──────── Stored data

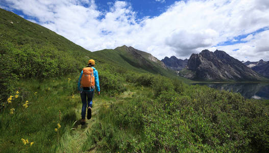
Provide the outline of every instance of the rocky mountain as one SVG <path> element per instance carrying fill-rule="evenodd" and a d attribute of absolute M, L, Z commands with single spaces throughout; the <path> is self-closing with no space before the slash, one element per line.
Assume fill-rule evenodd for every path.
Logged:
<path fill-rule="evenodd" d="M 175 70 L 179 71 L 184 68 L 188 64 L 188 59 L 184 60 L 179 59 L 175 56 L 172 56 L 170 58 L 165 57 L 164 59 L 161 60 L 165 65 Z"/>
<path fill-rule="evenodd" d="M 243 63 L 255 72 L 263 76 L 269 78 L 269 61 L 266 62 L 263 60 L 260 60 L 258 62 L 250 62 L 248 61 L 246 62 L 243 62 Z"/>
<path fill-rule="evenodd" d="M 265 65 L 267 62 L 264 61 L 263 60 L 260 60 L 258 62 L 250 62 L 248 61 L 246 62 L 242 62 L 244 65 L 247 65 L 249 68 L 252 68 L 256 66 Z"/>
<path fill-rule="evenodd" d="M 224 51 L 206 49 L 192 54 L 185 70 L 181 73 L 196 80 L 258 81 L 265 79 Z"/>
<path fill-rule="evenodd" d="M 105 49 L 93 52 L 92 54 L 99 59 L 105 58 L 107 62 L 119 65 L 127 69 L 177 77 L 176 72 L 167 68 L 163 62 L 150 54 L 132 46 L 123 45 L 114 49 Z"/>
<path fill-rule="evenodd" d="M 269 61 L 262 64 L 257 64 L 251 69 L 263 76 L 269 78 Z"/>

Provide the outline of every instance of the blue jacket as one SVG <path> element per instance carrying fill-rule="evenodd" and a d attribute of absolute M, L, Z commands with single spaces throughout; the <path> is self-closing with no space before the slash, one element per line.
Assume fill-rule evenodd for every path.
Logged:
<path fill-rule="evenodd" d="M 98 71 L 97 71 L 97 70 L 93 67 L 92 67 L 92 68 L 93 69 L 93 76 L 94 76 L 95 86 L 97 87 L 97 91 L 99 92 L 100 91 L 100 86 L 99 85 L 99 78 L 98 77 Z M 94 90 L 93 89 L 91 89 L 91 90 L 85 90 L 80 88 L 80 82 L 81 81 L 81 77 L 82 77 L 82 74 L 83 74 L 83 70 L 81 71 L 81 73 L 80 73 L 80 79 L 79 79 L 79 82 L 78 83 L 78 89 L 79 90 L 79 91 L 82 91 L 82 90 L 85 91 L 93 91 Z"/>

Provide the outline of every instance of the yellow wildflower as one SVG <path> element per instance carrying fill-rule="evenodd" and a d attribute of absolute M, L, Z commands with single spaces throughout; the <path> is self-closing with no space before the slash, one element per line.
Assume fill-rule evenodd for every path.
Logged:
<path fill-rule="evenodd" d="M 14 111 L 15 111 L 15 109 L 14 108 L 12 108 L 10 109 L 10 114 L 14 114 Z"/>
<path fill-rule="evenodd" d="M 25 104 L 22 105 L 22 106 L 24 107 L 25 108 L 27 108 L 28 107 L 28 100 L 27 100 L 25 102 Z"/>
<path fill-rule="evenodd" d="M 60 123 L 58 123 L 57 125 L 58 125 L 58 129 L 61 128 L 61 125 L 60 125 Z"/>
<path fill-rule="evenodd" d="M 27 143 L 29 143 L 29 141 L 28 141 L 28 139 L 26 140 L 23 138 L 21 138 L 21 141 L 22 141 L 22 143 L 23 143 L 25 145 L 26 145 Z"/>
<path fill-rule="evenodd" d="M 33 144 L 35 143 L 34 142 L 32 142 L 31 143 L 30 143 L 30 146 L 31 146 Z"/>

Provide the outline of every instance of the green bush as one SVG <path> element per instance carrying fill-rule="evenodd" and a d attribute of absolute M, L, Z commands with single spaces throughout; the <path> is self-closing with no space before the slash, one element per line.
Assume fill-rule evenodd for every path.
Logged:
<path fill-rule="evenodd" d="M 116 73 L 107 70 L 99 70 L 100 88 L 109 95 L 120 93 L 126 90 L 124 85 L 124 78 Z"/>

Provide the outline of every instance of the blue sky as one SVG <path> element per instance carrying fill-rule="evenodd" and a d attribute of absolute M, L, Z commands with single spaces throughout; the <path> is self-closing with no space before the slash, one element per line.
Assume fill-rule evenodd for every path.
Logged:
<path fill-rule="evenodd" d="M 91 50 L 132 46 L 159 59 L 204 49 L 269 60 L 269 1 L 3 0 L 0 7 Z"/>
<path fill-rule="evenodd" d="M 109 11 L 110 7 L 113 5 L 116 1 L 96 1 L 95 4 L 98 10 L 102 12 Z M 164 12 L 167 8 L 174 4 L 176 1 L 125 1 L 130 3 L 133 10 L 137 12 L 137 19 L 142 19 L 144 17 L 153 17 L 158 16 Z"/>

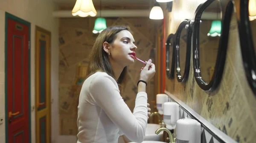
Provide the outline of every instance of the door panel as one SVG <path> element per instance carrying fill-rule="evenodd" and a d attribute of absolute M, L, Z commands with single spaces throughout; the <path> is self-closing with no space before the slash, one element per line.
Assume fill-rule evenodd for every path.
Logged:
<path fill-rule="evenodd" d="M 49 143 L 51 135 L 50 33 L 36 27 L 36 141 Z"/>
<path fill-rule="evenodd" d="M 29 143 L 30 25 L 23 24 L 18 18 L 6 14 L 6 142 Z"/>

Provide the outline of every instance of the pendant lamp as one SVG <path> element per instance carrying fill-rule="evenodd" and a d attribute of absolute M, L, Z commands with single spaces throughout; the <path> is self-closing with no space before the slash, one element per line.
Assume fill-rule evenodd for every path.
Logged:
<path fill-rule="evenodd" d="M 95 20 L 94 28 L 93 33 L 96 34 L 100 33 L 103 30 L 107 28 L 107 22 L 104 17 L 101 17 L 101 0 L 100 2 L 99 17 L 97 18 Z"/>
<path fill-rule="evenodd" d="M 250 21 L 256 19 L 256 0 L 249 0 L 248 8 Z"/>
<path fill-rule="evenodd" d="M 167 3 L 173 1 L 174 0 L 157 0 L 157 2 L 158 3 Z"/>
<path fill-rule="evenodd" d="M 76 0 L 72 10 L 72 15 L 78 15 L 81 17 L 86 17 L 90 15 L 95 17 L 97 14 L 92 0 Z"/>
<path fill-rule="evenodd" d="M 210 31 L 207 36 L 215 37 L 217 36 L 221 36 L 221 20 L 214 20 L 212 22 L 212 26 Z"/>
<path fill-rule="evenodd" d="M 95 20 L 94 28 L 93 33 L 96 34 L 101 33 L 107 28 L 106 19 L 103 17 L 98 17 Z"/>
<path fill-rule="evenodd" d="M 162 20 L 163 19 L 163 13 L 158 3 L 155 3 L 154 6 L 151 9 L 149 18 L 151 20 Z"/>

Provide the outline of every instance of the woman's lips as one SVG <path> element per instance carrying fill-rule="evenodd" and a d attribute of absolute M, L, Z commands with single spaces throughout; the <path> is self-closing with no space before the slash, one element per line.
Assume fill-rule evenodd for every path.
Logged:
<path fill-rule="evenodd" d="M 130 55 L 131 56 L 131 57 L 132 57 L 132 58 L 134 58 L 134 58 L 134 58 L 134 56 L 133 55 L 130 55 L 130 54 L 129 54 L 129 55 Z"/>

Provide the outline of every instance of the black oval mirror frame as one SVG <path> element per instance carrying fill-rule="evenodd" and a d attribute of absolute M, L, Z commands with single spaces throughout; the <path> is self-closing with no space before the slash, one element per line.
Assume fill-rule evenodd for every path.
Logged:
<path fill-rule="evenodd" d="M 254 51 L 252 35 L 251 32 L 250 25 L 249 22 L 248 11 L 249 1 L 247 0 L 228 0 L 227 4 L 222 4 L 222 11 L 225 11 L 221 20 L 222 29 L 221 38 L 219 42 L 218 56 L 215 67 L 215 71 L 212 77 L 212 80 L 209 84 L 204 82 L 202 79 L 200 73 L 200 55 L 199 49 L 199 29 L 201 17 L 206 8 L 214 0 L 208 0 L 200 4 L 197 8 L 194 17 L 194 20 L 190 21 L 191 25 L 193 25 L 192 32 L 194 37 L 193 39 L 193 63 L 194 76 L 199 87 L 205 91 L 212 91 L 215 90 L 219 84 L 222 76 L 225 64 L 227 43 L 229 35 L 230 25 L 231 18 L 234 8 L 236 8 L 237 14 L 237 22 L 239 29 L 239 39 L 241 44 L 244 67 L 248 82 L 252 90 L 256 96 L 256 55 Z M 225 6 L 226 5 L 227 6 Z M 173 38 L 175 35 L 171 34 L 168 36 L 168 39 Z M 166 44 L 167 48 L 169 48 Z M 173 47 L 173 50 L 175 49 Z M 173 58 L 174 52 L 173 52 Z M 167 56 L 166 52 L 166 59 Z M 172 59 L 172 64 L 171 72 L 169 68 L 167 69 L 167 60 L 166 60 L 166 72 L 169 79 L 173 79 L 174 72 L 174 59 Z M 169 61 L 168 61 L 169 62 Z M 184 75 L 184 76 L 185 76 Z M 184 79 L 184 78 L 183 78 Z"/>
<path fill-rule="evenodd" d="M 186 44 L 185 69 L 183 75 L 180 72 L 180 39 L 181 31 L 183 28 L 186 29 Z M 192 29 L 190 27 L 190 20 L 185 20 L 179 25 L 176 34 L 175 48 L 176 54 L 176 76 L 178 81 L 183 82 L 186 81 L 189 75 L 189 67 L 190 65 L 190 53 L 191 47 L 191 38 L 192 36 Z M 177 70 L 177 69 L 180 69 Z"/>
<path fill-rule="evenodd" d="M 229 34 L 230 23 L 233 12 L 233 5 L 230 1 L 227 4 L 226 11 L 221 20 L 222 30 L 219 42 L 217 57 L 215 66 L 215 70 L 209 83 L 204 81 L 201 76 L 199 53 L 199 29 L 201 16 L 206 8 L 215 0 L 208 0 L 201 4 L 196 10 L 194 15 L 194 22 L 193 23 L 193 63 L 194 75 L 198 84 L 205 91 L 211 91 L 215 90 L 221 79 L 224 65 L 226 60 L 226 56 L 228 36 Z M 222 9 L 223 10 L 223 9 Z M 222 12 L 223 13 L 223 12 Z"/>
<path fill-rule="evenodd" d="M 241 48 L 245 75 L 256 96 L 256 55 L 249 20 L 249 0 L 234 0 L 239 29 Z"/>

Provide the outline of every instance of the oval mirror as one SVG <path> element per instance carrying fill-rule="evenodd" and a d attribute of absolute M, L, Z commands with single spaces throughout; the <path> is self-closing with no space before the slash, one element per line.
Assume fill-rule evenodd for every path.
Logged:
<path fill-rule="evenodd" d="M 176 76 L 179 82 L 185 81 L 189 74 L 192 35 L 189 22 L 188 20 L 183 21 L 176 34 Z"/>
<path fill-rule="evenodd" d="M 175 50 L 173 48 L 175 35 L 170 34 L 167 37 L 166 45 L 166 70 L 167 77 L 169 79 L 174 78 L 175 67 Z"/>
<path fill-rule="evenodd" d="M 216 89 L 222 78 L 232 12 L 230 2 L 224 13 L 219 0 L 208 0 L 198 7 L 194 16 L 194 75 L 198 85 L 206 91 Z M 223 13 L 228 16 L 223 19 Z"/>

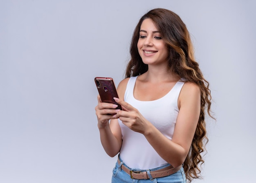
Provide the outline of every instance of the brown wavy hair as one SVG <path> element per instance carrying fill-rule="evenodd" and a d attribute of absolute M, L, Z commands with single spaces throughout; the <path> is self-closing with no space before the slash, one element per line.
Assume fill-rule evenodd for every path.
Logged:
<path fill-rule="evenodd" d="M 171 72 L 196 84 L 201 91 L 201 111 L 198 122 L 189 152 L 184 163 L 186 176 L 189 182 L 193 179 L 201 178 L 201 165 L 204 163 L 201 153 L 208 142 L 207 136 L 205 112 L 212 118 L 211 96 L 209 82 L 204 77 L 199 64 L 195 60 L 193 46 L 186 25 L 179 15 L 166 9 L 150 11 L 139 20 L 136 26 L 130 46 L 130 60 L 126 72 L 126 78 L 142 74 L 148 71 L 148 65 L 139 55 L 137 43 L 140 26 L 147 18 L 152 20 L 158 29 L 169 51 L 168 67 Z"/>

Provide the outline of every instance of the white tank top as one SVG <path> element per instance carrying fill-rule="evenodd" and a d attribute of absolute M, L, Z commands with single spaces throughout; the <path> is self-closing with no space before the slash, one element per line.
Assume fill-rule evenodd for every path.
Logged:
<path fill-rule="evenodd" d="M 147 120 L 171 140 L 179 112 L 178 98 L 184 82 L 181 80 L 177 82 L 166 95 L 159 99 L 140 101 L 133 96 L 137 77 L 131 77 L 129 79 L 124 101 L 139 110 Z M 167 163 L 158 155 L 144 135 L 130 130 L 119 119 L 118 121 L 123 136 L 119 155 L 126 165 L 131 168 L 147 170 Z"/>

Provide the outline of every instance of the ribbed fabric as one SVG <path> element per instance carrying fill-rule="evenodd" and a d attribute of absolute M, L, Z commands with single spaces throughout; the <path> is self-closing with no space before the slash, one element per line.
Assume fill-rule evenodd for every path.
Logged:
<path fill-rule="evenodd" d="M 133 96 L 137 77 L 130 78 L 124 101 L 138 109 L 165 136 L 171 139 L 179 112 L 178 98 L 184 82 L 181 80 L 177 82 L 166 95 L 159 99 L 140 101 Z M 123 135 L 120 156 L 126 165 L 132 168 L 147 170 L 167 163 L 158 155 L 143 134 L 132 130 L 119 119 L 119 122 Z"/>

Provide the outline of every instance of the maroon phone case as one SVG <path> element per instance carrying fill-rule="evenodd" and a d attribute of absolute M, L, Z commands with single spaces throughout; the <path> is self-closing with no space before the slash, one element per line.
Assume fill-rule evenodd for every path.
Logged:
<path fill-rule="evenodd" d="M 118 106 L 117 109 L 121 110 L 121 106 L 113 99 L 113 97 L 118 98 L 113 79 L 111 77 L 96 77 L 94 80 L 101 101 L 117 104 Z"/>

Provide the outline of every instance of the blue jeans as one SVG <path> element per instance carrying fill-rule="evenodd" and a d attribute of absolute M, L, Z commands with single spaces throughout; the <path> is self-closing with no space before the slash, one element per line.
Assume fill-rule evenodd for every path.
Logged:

────────────────

What to do -> Rewrite the lines from the line with "Provide the outline of every instance of the maroon" through the end of the lines, replacing "Logged" with "Recorded" and keeping everything else the same.

Task output ->
Provide the outline of every instance of the maroon phone case as one SVG <path> element per instance carrying fill-rule="evenodd" and a d attribute of absolute M, L, Z commands with single spaces throughout; the <path> is self-closing with no space before the slash, one element per line.
Assume fill-rule evenodd for every path.
Recorded:
<path fill-rule="evenodd" d="M 118 106 L 117 109 L 121 110 L 121 106 L 113 99 L 113 97 L 118 98 L 113 79 L 111 77 L 96 77 L 94 80 L 101 101 L 117 104 Z"/>

Provide the outline of every instance of the blue jeans as one SVG <path> element per instance carrying fill-rule="evenodd" and a d attribute of absolute M, L, Z commands with single spaces throughout; the <path> is self-closing with no space before the slash, one element per line.
Assume fill-rule evenodd for every path.
Recorded:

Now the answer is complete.